#### EXERCISE DETAILS
Rewrite the data below as a Markdown table with the columns "Row" and "Line". Put each non-blank line in its own row, numbered in order.

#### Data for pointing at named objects

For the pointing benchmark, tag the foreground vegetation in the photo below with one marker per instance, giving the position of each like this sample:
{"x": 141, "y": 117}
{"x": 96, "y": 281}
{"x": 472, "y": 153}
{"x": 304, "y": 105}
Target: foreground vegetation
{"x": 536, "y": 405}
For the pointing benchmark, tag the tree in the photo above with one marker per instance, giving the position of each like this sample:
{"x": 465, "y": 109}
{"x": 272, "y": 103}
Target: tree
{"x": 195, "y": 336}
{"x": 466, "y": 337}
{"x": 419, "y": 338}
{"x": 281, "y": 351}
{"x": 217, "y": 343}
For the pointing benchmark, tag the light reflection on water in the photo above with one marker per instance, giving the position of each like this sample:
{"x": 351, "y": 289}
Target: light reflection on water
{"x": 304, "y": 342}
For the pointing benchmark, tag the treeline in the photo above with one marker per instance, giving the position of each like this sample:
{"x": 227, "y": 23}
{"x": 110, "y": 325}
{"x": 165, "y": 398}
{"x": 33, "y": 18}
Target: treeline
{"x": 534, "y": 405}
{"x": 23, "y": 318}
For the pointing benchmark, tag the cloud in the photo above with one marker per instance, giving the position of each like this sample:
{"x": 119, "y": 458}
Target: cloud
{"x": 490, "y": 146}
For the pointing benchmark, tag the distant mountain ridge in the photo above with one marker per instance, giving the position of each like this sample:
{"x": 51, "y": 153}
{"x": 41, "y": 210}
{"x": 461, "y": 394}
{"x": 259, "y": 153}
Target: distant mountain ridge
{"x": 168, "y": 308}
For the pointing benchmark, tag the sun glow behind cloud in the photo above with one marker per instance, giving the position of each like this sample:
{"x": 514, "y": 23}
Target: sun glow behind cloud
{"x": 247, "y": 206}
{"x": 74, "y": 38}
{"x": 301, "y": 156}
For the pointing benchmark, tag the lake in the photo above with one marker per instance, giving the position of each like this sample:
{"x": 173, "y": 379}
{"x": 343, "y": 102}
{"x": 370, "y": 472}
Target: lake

#### FINISHED EXERCISE
| Row | Line |
|---|---|
| 1 | For the pointing benchmark, tag the foreground vegetation in the photo below with one marker per instance, giving the position of each like this sample: |
| 2 | {"x": 141, "y": 117} |
| 3 | {"x": 96, "y": 281} |
| 4 | {"x": 472, "y": 153} |
| 5 | {"x": 304, "y": 105} |
| 6 | Target: foreground vegetation |
| 7 | {"x": 536, "y": 405} |
| 8 | For the pointing benchmark, tag the tree in the photo above with one marker per instance, giving the position of each like this sample: |
| 9 | {"x": 465, "y": 109} |
| 10 | {"x": 272, "y": 103} |
| 11 | Target: tree |
| 12 | {"x": 195, "y": 336} |
| 13 | {"x": 466, "y": 337} |
| 14 | {"x": 419, "y": 338} |
| 15 | {"x": 281, "y": 351} |
| 16 | {"x": 217, "y": 343} |
| 17 | For the pointing benchmark, tag the light reflection on water in the photo above with one marker per instance, giving the position of each like this sample: |
| 18 | {"x": 351, "y": 289} |
| 19 | Target: light reflection on water |
| 20 | {"x": 304, "y": 342} |
| 21 | For the pointing benchmark, tag the treeline in the photo above with one marker per instance, giving the position of each like this sample: |
| 22 | {"x": 227, "y": 23} |
| 23 | {"x": 110, "y": 325} |
| 24 | {"x": 165, "y": 398} |
| 25 | {"x": 33, "y": 18} |
| 26 | Target: treeline |
| 27 | {"x": 534, "y": 405} |
| 28 | {"x": 23, "y": 318} |
| 29 | For the pointing benchmark, tag the cloud in the photo above with one marker per instance, giving the position of each like this sample: |
| 30 | {"x": 119, "y": 458} |
| 31 | Target: cloud |
| 32 | {"x": 490, "y": 146} |
| 33 | For the pointing benchmark, tag the distant mountain ridge in the photo above with one marker per instance, giving the position of each like this sample: |
| 34 | {"x": 51, "y": 153} |
| 35 | {"x": 41, "y": 210} |
| 36 | {"x": 461, "y": 394} |
| 37 | {"x": 259, "y": 153} |
| 38 | Target: distant mountain ridge |
| 39 | {"x": 168, "y": 308} |
| 40 | For the pointing benchmark, tag the sun glow behind cloud in the photo above with one marker per instance, giving the position of each like this sample: |
| 41 | {"x": 514, "y": 23} |
| 42 | Target: sun glow behind cloud |
| 43 | {"x": 247, "y": 206} |
| 44 | {"x": 74, "y": 38} |
| 45 | {"x": 301, "y": 156} |
| 46 | For the pointing benchmark, tag the lake in the photo above with one marker per instance, giving the position of each like this sample: |
| 47 | {"x": 173, "y": 379} |
| 48 | {"x": 343, "y": 102} |
| 49 | {"x": 370, "y": 472} |
| 50 | Target: lake |